**Stated goal 1**
List every person named in the geology excerpt below.
**Stated goal 2**
Please repeat the part of the geology excerpt below that opens with the words containing "Unexpectedly in the" and closes with "doing exactly that.".

**Source excerpt**
════════

Unexpectedly in the 1970s, some evolutionary geologists began to reject Lyell’s uniformitarian dogma of slow, gradual geological change and return to the ideas of some of the catastrophists of the early 1800s. They began to see evidence of catastrophism in the rocks and to expose the truth of what Lyell said in 1827: “It is almost superfluous to remind the reader that they who have a theory to establish, may easily overlook facts which bear against them, and, unconscious of their own partiality, dwell exclusively on what tends to support their opinions.” Lyell was guilty of doing exactly that.

One of the leading “neocatastrophists” was Dr. Derek Ager (1923–1993), a well-known, British geology professor at Swansea University in Wales. Referring to geology in the early nineteenth century, Ager says,
"My excuse for this lengthy and amateur digression into history is that I have been trying to show how I think geology got into the hands of the theoreticians [i.e., uniformitarians] who were conditioned by the social and political history of their day more than by observations in the field. . . . In other words, we have allowed ourselves to be brainwashed into avoiding any interpretation of the past that involves extreme and what might be termed “catastrophic” processes."

Gould said,
"Gradualism was never “proved from the rocks” by Lyell and Darwin, but was rather imposed as a bias upon nature. . . . [It] has had a profoundly negative impact by stifling hypotheses and by closing the minds of a profession toward reasonable empirical alternatives to the dogma of gradualism. . . . Lyell won with rhetoric what he could not carry with data."

Lyell’s uniformitarianism was wrong, and the world has been brainwashed with a lie."

════════

Stored data:
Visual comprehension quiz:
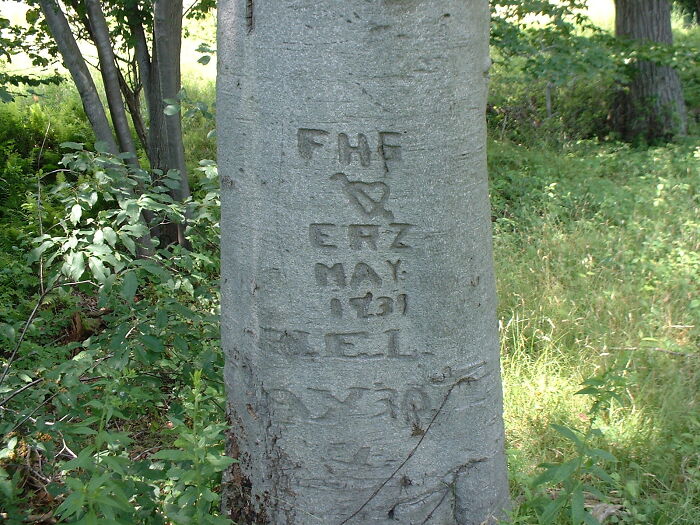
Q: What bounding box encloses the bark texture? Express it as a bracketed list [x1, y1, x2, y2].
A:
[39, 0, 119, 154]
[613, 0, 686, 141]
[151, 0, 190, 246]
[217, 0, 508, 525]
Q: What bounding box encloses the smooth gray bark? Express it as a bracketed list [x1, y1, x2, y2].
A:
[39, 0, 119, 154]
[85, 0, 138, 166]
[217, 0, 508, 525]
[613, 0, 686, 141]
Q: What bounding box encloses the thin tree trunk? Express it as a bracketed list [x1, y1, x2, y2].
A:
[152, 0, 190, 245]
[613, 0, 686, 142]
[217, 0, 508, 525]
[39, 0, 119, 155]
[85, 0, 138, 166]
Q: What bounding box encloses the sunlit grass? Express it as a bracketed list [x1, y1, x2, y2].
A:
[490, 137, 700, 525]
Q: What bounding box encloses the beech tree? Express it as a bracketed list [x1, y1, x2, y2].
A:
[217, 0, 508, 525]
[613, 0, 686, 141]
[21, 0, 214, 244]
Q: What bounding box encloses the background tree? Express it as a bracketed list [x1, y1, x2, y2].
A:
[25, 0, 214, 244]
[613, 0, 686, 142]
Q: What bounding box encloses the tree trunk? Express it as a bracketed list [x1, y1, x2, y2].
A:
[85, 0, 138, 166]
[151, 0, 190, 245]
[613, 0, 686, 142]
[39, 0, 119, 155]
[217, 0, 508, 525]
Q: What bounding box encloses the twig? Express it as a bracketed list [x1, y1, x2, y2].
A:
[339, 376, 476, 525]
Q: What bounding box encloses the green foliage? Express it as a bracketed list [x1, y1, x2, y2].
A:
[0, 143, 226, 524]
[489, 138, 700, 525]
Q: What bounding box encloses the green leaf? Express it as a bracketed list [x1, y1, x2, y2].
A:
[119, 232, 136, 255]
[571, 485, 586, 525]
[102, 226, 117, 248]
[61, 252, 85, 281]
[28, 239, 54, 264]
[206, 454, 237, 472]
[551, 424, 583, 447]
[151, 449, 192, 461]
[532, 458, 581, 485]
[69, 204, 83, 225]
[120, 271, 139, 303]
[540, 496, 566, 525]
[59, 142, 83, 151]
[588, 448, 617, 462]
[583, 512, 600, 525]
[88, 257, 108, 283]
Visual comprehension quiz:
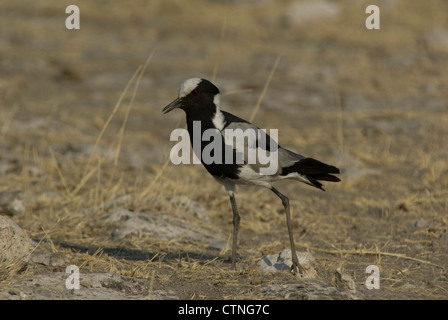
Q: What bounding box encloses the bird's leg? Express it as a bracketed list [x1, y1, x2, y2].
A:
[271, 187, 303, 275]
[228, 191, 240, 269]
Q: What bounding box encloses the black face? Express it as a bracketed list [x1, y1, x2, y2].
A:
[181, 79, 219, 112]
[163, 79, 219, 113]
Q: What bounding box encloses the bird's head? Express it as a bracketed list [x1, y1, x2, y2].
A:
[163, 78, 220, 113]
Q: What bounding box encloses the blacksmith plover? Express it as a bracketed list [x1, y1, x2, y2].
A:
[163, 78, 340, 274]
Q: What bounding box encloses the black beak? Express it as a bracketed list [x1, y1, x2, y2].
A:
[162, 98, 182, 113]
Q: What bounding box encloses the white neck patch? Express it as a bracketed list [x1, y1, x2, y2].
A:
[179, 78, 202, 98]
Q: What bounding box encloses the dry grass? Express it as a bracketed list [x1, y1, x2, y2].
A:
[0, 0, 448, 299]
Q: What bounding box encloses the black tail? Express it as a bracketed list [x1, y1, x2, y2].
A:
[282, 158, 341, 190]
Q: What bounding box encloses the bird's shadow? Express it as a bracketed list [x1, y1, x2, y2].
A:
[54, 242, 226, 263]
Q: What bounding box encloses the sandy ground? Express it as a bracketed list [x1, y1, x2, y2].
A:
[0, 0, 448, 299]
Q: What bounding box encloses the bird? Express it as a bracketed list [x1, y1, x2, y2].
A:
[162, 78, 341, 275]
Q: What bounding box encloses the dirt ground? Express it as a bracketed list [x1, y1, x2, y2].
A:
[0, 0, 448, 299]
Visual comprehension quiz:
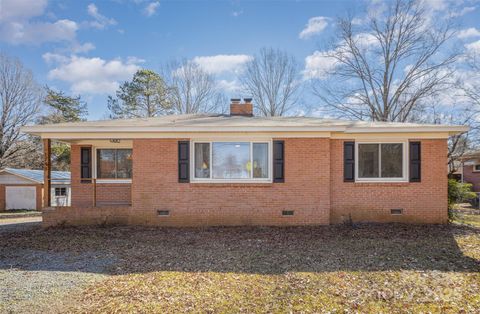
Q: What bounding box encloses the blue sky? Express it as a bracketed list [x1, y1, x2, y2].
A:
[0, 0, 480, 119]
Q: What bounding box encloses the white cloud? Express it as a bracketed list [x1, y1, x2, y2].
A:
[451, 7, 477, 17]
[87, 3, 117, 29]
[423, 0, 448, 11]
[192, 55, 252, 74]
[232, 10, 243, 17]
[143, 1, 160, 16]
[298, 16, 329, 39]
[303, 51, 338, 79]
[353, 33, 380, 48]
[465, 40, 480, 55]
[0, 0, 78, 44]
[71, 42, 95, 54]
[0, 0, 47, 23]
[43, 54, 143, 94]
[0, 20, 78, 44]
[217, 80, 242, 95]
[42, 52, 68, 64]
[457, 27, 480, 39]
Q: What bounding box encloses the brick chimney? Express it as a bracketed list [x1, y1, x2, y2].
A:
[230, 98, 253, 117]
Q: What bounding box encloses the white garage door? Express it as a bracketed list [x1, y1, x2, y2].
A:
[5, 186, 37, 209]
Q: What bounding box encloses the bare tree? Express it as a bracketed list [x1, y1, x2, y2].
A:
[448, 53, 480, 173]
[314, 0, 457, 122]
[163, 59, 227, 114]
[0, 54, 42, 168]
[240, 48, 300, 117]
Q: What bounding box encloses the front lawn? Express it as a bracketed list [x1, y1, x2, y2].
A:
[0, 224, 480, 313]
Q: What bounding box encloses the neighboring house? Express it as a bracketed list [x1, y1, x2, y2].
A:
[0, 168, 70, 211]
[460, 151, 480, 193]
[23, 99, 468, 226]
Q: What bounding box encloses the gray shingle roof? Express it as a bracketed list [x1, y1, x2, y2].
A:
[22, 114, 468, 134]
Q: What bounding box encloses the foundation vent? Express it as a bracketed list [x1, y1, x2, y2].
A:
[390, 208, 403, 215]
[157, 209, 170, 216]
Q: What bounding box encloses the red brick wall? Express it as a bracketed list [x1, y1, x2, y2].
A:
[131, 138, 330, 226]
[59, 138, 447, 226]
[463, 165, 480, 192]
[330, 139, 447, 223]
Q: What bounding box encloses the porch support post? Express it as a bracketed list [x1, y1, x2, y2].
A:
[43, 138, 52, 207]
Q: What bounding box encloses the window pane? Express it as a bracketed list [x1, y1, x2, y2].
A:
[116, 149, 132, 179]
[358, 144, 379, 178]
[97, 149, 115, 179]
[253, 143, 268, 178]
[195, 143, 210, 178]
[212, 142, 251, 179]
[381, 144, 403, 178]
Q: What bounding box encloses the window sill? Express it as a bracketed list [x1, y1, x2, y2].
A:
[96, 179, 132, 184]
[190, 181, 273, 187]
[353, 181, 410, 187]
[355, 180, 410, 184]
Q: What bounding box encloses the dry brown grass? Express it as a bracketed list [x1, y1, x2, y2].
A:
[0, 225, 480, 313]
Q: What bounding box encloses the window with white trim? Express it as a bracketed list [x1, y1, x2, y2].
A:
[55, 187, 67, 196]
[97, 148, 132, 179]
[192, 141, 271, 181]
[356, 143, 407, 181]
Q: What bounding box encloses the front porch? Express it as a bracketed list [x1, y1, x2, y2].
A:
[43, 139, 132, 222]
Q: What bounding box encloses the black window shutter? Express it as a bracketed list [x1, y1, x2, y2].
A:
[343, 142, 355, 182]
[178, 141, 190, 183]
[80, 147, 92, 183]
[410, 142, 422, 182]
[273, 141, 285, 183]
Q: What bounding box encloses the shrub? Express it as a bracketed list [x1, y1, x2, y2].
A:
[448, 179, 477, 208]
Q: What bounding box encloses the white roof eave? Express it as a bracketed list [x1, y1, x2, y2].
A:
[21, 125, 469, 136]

════════

**Problem solution 1**
Lyell, Derek Ager, Gould, Darwin

**Problem solution 2**
Unexpectedly in the 1970s, some evolutionary geologists began to reject Lyell’s uniformitarian dogma of slow, gradual geological change and return to the ideas of some of the catastrophists of the early 1800s. They began to see evidence of catastrophism in the rocks and to expose the truth of what Lyell said in 1827: “It is almost superfluous to remind the reader that they who have a theory to establish, may easily overlook facts which bear against them, and, unconscious of their own partiality, dwell exclusively on what tends to support their opinions.” Lyell was guilty of doing exactly that.